→ **Article**
◆ ◆ ◆

Use iterators instead of string positions

2026-06-10 04:57:00 -04:00 · 2020-05-12 02:09:10 +02:00
parent bc53730091
commit 3d6e3b3103
2 changed files with 135 additions and 126 deletions
@@ -42,7 +42,7 @@ struct Token {
  TokenType type;
  String    value;
  bool      newline; ///< Is there a newline between this token and the previous one?
-  size_t    pos;     ///< Start position of the token
+  String::const_iterator pos; ///< Start position of the token
  
  inline bool operator == (TokenType     t) const { return type  == t; }
  inline bool operator != (TokenType     t) const { return type  != t; }
@@ -61,7 +61,7 @@ enum OpenBrace
 /// Iterator over a string, one token at a time.

◆ ◆ ◆

→ **Set tasks**
A – According to the commit page, how many files were changed?
B – Transcribe the commit page starting at "2026-06-10 04:57:00 -04:00" and ending at "the previous one?".

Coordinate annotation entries

◆ ◆ ◆

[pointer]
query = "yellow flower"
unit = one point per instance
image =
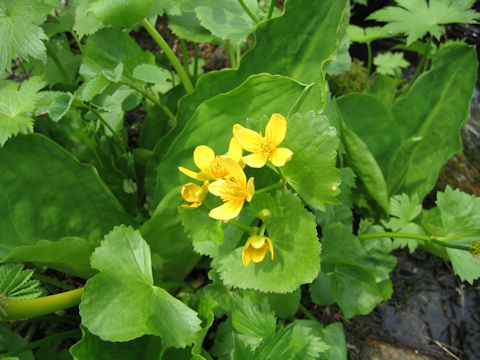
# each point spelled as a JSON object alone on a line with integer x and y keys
{"x": 264, "y": 148}
{"x": 211, "y": 165}
{"x": 233, "y": 190}
{"x": 194, "y": 194}
{"x": 255, "y": 249}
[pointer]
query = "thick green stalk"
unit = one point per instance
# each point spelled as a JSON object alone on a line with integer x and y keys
{"x": 248, "y": 11}
{"x": 26, "y": 309}
{"x": 187, "y": 83}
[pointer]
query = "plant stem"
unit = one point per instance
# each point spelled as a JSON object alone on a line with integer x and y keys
{"x": 270, "y": 9}
{"x": 187, "y": 84}
{"x": 270, "y": 187}
{"x": 307, "y": 313}
{"x": 58, "y": 63}
{"x": 195, "y": 60}
{"x": 248, "y": 11}
{"x": 52, "y": 281}
{"x": 39, "y": 343}
{"x": 369, "y": 63}
{"x": 439, "y": 240}
{"x": 183, "y": 45}
{"x": 157, "y": 103}
{"x": 231, "y": 55}
{"x": 26, "y": 309}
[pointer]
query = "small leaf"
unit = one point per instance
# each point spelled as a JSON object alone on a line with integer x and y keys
{"x": 150, "y": 73}
{"x": 121, "y": 303}
{"x": 60, "y": 106}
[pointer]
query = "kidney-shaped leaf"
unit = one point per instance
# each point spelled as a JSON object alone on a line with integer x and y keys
{"x": 121, "y": 303}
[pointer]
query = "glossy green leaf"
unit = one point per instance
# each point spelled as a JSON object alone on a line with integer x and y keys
{"x": 314, "y": 144}
{"x": 292, "y": 230}
{"x": 460, "y": 213}
{"x": 15, "y": 105}
{"x": 260, "y": 96}
{"x": 91, "y": 346}
{"x": 432, "y": 112}
{"x": 60, "y": 106}
{"x": 51, "y": 195}
{"x": 105, "y": 49}
{"x": 121, "y": 303}
{"x": 20, "y": 33}
{"x": 359, "y": 278}
{"x": 362, "y": 161}
{"x": 120, "y": 13}
{"x": 312, "y": 30}
{"x": 370, "y": 120}
{"x": 227, "y": 19}
{"x": 70, "y": 255}
{"x": 171, "y": 260}
{"x": 150, "y": 73}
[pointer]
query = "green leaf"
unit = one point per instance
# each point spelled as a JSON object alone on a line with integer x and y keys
{"x": 431, "y": 126}
{"x": 60, "y": 106}
{"x": 260, "y": 96}
{"x": 314, "y": 144}
{"x": 15, "y": 283}
{"x": 33, "y": 205}
{"x": 120, "y": 13}
{"x": 312, "y": 30}
{"x": 253, "y": 319}
{"x": 292, "y": 230}
{"x": 368, "y": 118}
{"x": 227, "y": 19}
{"x": 86, "y": 22}
{"x": 390, "y": 63}
{"x": 20, "y": 34}
{"x": 362, "y": 161}
{"x": 368, "y": 34}
{"x": 91, "y": 346}
{"x": 172, "y": 260}
{"x": 70, "y": 255}
{"x": 107, "y": 48}
{"x": 150, "y": 73}
{"x": 359, "y": 278}
{"x": 121, "y": 303}
{"x": 460, "y": 213}
{"x": 416, "y": 18}
{"x": 16, "y": 105}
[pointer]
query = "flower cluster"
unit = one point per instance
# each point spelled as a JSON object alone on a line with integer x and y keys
{"x": 223, "y": 176}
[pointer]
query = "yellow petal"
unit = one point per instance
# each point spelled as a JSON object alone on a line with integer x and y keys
{"x": 250, "y": 189}
{"x": 280, "y": 156}
{"x": 276, "y": 129}
{"x": 235, "y": 150}
{"x": 235, "y": 170}
{"x": 256, "y": 160}
{"x": 217, "y": 187}
{"x": 203, "y": 156}
{"x": 258, "y": 254}
{"x": 227, "y": 211}
{"x": 250, "y": 140}
{"x": 257, "y": 242}
{"x": 189, "y": 173}
{"x": 269, "y": 245}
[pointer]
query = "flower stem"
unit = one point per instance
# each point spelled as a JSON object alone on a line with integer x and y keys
{"x": 270, "y": 187}
{"x": 41, "y": 342}
{"x": 438, "y": 240}
{"x": 26, "y": 309}
{"x": 187, "y": 83}
{"x": 248, "y": 11}
{"x": 270, "y": 9}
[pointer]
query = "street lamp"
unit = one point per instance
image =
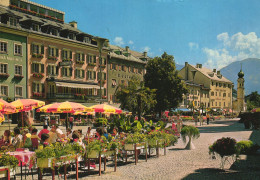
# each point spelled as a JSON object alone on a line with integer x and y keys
{"x": 100, "y": 43}
{"x": 193, "y": 72}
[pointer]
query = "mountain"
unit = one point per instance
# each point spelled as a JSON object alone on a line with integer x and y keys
{"x": 251, "y": 69}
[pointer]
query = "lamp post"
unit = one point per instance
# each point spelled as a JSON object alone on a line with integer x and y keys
{"x": 193, "y": 72}
{"x": 100, "y": 44}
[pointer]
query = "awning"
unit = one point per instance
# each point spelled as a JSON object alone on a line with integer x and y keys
{"x": 75, "y": 85}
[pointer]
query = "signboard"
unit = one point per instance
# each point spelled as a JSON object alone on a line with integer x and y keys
{"x": 66, "y": 63}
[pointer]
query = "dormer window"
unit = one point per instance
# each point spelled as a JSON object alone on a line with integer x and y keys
{"x": 35, "y": 27}
{"x": 71, "y": 36}
{"x": 86, "y": 40}
{"x": 54, "y": 32}
{"x": 12, "y": 21}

◆ ◆ ◆

→ **Solved tasks**
A – Two files were changed.

B –
2026-06-10 04:57:00 -04:00 · 2020-05-12 02:09:10 +02:00
parent bc53730091
commit 3d6e3b3103
2 changed files with 135 additions and 126 deletions
@@ -42,7 +42,7 @@ struct Token {
  TokenType type;
  String    value;
  bool      newline; ///< Is there a newline between this token and the previous one?